* [TEXT]:
The contest was actually up in the air for a bit because the only other competitor is someone whom I haven't yet thrown up in front of, or tried to hit (with a closed fist, anyways) and I would kind of like to keep it that way.

I thought about backing out because I was afraid of what I might do when shitfaced, and he thought about backing out because he was afraid of what I might do, too.

But since then some fightin' words have gone down, and I am under the impression that the contest is still on.

So, in the event that you don't hear from me after tonight, know that it must be because I died, which likely means I won, and therefore at least had a smile on my lips at the time.

***


If I somehow manage to survive tonight, I have the HOLY GRAIL of holiday parties to look forward to this weekend: The Bar party.

It involves dinner made up of actual solids (I have no fucking idea why, but I am so not arguing with lobster), plenty of alcohol (of course), and people (the bar staff and friends) that are sick of having to stay at least somewhat sober while serving out-of-control drunken idiots and are determined to make up for that IN ONE NIGHT.

* [DATA]:
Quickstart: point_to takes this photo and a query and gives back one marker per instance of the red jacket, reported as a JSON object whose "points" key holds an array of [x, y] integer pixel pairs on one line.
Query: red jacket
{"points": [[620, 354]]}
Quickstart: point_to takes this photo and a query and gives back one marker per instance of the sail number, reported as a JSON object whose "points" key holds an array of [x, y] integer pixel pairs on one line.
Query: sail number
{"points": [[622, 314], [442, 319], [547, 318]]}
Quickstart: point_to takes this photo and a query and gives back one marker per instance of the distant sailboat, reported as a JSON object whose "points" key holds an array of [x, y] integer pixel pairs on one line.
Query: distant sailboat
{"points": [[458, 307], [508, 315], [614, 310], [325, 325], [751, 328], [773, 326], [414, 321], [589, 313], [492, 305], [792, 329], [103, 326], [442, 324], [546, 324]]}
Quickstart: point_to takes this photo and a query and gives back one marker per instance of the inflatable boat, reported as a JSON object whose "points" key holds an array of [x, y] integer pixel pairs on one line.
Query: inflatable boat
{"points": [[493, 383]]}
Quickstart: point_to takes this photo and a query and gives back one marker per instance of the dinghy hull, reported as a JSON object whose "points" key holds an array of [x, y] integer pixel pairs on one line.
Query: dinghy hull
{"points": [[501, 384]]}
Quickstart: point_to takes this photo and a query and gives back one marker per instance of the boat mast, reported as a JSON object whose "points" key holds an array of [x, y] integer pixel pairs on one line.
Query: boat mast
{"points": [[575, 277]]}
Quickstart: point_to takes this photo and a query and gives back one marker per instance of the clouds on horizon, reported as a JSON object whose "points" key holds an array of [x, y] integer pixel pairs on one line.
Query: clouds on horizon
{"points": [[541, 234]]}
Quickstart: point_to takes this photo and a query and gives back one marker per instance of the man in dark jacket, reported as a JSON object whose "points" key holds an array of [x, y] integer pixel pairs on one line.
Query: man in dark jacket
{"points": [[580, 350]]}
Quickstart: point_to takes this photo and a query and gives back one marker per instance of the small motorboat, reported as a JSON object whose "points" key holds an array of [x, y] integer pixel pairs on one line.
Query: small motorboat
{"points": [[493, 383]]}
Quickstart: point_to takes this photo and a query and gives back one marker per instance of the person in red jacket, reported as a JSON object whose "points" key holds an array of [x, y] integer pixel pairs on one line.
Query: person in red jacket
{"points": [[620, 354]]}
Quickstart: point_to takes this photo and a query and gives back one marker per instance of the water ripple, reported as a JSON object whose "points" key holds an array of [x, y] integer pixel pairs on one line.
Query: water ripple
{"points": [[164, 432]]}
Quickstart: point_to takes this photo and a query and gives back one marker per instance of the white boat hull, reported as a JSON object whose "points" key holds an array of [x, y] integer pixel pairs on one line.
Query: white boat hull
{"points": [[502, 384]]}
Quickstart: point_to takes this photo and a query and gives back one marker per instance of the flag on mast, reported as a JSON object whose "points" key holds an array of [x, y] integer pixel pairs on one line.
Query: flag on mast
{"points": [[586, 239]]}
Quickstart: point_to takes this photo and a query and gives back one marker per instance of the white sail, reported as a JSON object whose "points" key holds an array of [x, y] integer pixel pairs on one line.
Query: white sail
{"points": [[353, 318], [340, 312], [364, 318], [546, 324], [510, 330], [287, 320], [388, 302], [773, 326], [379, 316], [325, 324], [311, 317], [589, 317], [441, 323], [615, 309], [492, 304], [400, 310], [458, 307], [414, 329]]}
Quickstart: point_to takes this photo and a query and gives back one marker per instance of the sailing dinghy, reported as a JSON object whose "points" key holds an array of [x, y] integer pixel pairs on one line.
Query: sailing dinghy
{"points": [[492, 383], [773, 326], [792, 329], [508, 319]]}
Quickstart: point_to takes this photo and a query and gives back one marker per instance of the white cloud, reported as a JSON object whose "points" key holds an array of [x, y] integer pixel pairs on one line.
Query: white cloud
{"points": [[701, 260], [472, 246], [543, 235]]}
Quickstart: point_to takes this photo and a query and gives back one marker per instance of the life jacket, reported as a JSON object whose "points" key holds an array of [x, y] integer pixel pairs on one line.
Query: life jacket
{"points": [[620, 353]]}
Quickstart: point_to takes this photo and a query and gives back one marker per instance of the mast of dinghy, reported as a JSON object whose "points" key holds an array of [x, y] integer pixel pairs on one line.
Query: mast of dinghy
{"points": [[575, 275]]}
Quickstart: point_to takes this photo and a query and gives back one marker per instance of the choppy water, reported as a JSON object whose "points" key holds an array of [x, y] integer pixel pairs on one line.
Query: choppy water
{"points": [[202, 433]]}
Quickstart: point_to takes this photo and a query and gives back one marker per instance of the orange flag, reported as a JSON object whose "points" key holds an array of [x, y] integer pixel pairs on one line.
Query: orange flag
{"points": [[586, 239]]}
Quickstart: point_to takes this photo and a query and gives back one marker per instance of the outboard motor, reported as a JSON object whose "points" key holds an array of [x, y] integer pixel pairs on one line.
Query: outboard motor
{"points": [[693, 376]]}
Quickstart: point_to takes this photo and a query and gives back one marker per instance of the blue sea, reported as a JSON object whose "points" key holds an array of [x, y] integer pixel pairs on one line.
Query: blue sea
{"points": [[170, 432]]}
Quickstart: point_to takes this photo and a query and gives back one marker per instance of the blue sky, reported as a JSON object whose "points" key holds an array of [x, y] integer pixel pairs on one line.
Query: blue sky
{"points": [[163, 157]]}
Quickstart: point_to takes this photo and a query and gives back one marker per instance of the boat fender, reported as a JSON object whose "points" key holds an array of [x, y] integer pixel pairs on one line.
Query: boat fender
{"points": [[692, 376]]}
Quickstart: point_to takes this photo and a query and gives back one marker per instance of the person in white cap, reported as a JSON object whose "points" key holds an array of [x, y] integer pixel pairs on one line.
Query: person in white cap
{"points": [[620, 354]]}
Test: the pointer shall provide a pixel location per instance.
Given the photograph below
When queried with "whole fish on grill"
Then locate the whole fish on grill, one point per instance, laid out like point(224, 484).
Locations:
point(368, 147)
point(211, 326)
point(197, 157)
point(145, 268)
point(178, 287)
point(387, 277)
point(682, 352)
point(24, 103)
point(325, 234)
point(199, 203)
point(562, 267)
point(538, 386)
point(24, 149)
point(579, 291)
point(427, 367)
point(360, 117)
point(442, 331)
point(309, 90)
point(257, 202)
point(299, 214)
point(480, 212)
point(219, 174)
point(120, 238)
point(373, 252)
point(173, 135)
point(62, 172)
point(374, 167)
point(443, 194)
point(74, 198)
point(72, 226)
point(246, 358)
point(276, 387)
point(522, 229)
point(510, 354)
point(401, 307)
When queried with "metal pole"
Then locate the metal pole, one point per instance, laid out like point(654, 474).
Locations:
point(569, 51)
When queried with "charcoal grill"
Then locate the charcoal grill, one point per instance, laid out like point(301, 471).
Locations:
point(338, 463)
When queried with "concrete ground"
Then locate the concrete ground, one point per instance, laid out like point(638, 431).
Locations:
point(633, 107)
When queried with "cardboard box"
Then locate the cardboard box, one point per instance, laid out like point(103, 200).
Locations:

* [CHALLENGES]:
**1.** Copy out the entire text about the contest and the bar party, word for word.
**2.** In the records, from the line holding "blue sky, reported" through the end of the records, inclusive, replace "Locations" with "Positions" and keep everything else the same. Return only those lines.

* [COMPLETE ANSWERS]:
**1.**
The contest was actually up in the air for a bit because the only other competitor is someone whom I haven't yet thrown up in front of, or tried to hit (with a closed fist, anyways) and I would kind of like to keep it that way.

I thought about backing out because I was afraid of what I might do when shitfaced, and he thought about backing out because he was afraid of what I might do, too.

But since then some fightin' words have gone down, and I am under the impression that the contest is still on.

So, in the event that you don't hear from me after tonight, know that it must be because I died, which likely means I won, and therefore at least had a smile on my lips at the time.

***


If I somehow manage to survive tonight, I have the HOLY GRAIL of holiday parties to look forward to this weekend: The Bar party.

It involves dinner made up of actual solids (I have no fucking idea why, but I am so not arguing with lobster), plenty of alcohol (of course), and people (the bar staff and friends) that are sick of having to stay at least somewhat sober while serving out-of-control drunken idiots and are determined to make up for that IN ONE NIGHT.

**2.**
Quickstart: point_to takes this photo and a query and gives back one marker per instance of the blue sky, reported as a JSON object whose "points" key holds an array of [x, y] integer pixel pairs on one line.
Query: blue sky
{"points": [[163, 157]]}
Quickstart: point_to takes this photo and a query and gives back one marker per instance of the boat fender, reported as a JSON object whose "points" key holds an array of [x, y] integer pixel pairs on one line.
Query: boat fender
{"points": [[692, 376]]}
Quickstart: point_to takes this photo and a query and gives back one marker per instance of the person in white cap, reported as a JSON object whose "points" key holds an array of [x, y] integer pixel pairs on one line.
Query: person in white cap
{"points": [[620, 354]]}
Test: the pointer shall provide a pixel location per instance.
Given the photograph below
When queried with "whole fish on grill"
Then locate the whole fish on grill, one point per instance, laid out like point(224, 484).
Positions:
point(368, 147)
point(211, 326)
point(197, 157)
point(145, 268)
point(178, 287)
point(387, 277)
point(682, 352)
point(24, 103)
point(325, 234)
point(199, 203)
point(562, 267)
point(538, 386)
point(24, 149)
point(579, 291)
point(427, 367)
point(360, 117)
point(442, 331)
point(309, 90)
point(257, 202)
point(299, 214)
point(480, 212)
point(219, 174)
point(120, 238)
point(373, 252)
point(173, 135)
point(62, 172)
point(374, 167)
point(443, 194)
point(74, 198)
point(72, 226)
point(246, 358)
point(276, 387)
point(522, 229)
point(510, 354)
point(401, 307)
When queried with "metal pole"
Then locate the metal pole, one point per instance, laid out like point(654, 474).
Positions:
point(569, 51)
When queried with "charcoal grill"
Then locate the charcoal grill, one point per instance, laid out like point(301, 471).
Positions:
point(338, 463)
When queried with "concrete ground"
Then locate the concrete ground, one point per instance, laid out like point(638, 431).
Positions:
point(633, 107)
When queried with "cardboard box"
Then locate the cardboard box, one point per instance, laid out like point(103, 200).
Positions:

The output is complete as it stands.